**Selected text**
•••
Catholic comes from the Greek for universal. It was the first form of Christianity and claims to have kept apostolic leadership unbroken since the time of St. Peter.

Origins
The Anglican Church came into being during the Reformation. It was the brainchild of Henry VIII. He couldn’t secure a sanctioned divorce from the Catholic Church and therefore broke off to form his own sect. During the time of Elizabeth I, the Anglican Church was formalized.
The Catholic Church began as soon as Christ’s apostles began to preach after his death. In the 4th century AD, Catholicism was made the official religion of the Roman Empire. Just prior to that, the Council of Nicene codified Catholic beliefs.

Leadership
The Anglican Church does not recognize any central hierarchy that places one church or priest over all the others. This gives each individual church and region a lot of freedom to decide on policy. All Anglican churches are part of the Communion. The Archbishop of Canterbury is considered the first among equals but this does not give him authority over churches outside his region.
•••
**Stated goal 1**
Extract every line of the records below that contains the string "sleeve", treating case as significant.

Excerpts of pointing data
•••
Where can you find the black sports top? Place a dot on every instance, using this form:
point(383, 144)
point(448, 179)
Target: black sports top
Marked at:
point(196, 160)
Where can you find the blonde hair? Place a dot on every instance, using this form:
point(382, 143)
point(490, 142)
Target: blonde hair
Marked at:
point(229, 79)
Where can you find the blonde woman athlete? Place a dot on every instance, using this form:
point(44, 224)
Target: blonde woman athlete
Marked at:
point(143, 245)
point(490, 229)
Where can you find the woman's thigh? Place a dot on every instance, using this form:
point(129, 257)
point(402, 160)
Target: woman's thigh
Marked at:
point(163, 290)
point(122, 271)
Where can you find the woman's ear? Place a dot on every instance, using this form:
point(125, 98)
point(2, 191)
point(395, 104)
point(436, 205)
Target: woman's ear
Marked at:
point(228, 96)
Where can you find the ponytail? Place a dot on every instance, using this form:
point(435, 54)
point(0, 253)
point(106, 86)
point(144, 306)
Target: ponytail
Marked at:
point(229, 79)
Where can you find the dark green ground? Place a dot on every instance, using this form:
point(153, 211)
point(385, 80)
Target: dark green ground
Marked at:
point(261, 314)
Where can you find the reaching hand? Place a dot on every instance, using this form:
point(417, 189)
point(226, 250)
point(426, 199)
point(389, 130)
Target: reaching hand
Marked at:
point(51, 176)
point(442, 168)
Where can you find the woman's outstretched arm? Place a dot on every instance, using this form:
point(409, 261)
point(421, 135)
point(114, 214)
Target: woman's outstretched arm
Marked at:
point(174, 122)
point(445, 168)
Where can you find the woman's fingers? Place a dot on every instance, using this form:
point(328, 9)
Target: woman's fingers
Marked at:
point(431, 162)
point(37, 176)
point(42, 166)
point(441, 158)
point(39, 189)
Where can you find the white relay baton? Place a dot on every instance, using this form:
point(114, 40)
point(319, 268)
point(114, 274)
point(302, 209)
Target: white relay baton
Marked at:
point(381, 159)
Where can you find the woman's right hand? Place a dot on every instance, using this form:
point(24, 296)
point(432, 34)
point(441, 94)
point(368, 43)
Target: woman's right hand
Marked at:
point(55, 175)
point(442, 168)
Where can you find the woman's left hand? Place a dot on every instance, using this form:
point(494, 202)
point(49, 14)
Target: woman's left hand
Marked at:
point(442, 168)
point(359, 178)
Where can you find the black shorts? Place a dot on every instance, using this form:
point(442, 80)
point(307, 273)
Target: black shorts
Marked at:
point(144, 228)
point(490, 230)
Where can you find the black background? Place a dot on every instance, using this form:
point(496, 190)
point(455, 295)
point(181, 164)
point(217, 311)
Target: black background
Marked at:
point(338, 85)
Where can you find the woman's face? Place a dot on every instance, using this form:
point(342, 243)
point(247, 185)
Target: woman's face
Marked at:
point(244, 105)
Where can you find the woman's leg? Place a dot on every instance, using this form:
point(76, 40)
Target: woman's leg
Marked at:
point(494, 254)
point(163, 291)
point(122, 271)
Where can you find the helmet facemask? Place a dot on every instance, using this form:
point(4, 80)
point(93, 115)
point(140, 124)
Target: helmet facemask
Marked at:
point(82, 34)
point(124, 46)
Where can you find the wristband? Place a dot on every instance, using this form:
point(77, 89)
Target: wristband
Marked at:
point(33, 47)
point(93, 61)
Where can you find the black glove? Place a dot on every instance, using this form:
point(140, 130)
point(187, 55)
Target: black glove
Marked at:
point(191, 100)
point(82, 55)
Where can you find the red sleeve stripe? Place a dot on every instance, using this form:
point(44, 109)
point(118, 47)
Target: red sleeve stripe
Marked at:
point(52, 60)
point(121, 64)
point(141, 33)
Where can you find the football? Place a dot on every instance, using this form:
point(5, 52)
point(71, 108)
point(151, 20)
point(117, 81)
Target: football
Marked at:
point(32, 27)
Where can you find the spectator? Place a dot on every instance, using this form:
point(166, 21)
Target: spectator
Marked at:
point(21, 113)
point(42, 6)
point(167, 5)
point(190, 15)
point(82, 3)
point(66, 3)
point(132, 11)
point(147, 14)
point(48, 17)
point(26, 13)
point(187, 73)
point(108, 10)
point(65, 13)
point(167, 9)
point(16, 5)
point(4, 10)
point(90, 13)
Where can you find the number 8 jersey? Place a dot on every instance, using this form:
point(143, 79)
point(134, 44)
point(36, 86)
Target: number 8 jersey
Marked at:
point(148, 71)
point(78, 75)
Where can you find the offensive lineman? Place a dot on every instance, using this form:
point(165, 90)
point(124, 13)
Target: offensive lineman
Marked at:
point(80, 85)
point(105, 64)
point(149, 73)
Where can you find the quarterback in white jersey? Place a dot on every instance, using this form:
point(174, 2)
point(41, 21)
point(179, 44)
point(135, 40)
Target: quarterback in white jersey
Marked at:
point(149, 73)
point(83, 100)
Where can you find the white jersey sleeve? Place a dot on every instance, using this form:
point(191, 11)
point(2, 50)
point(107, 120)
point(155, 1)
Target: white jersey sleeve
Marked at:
•••
**Stated goal 2**
Answer these questions from the text on the Anglican and Catholic churches:
(a) Whose brainchild was the Anglican Church?
(b) In what century was Catholicism made the official religion of the Roman Empire?
(c) Who is considered the first among equals in the Anglican Church?

**Exercise result 1**
Where can you find the red sleeve stripe? Place a dot on every instance, using this form:
Target: red sleeve stripe
Where can you find the white jersey sleeve? Place a dot on every instance, using this form:
Target: white jersey sleeve

**Exercise result 2**
(a) Henry VIII
(b) The 4th century AD
(c) The Archbishop of Canterbury